═══ Stored data ═══

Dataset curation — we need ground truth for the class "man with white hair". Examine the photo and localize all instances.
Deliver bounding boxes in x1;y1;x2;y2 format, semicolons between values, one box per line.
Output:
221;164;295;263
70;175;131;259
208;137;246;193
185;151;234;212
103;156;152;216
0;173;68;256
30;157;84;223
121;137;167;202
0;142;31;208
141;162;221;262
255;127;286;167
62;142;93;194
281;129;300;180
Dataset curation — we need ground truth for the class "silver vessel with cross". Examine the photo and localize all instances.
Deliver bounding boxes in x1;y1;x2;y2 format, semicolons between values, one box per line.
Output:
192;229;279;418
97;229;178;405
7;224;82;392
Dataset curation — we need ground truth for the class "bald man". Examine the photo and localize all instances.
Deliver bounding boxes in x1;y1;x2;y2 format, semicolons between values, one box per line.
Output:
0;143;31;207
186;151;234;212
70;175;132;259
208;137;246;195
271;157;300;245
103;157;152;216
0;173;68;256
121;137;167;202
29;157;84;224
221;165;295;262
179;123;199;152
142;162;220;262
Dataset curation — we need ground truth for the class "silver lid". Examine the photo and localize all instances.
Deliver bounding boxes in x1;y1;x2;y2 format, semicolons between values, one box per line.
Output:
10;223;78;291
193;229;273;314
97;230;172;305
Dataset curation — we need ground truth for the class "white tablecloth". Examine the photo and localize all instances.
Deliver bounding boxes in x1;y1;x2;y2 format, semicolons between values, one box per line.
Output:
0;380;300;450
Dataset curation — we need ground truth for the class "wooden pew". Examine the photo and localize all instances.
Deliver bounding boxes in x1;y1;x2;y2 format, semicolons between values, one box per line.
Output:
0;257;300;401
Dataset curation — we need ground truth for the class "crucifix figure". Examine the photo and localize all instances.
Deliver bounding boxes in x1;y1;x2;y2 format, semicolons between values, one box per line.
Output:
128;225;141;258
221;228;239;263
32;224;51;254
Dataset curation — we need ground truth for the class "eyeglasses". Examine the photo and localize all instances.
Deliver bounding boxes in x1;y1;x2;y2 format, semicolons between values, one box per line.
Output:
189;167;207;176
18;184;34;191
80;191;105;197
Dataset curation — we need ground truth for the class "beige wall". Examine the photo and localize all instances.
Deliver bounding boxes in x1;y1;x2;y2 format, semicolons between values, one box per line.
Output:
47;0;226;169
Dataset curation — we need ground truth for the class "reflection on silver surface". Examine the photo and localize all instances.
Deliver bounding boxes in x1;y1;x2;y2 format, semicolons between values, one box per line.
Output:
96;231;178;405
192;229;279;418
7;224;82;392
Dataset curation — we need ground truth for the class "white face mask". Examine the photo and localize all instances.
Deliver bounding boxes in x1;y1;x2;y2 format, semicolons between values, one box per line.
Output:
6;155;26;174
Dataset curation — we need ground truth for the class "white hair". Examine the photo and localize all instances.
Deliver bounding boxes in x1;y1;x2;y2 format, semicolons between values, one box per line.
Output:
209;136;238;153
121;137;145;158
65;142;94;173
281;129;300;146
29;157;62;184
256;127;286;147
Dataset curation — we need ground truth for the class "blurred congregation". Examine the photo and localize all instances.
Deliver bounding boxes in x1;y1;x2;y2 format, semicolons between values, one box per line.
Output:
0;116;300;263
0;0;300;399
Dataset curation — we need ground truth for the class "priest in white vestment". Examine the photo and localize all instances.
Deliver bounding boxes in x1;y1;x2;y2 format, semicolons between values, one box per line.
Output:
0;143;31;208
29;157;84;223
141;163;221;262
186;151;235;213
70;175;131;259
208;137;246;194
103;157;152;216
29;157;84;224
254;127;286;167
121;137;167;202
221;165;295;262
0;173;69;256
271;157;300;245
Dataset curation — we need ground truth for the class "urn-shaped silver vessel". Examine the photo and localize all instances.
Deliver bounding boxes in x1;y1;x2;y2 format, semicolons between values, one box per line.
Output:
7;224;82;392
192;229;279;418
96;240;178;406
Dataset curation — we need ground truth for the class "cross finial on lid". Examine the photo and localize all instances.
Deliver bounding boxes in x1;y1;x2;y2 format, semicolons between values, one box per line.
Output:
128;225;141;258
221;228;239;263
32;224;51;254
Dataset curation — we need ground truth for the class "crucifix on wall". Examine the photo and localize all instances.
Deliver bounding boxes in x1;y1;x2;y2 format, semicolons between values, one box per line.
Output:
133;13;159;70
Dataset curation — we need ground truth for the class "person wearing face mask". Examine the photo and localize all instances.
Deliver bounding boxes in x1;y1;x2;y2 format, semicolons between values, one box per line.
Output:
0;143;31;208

═══

> Prompt
Rescale the part of the material that opens with its first line and closes with the line containing "0;380;300;450", both ends included. Rewrite every line, requests too, and multiply each bounding-box coordinate in the answers by 0.8, rounding to the nearest whole number with halves rounded up.

> Reply to the task
Dataset curation — we need ground truth for the class "man with white hair". Examine the photo and localize all instances.
Deliver bounding boxes in x1;y1;x2;y2 format, semicolons between values, one box per line.
Output:
177;131;236;210
56;140;105;207
166;110;197;154
148;121;187;170
82;125;122;173
0;138;54;205
24;126;67;178
97;110;134;162
0;114;25;166
113;130;177;210
204;102;229;134
50;114;74;155
225;103;240;144
Dataset curation — we need ground truth for the class "silver vessel with cross". Examine the photo and localize all instances.
Deliver bounding boxes in x1;y1;x2;y2 format, semicolons between values, one box per line.
Output:
154;183;223;334
78;183;142;324
6;179;66;314
Dataset curation — we need ground truth for the class "bald man". Examine the photo and localize all instances.
Deliver bounding boxes in x1;y1;x2;y2 format, semicolons between values, one box per line.
Output:
0;114;25;166
149;121;187;170
56;140;106;207
166;110;197;156
217;126;240;196
82;126;122;173
0;138;54;205
97;110;134;162
23;126;67;179
177;132;236;210
143;98;159;122
114;130;176;210
Dataset curation — we need ground truth for the class "silver lid". Examine the photo and localize all instances.
Deliver bounding boxes in x1;y1;x2;y2 format, semicolons between values, one box per line.
Output:
8;178;62;233
154;183;218;251
78;184;138;244
Dataset curation — we need ground truth for the class "white tablecloth". Examine the photo and localize all instances.
Deliver bounding boxes in x1;y1;x2;y2 format, semicolons between values, one box per line.
Output:
0;304;240;360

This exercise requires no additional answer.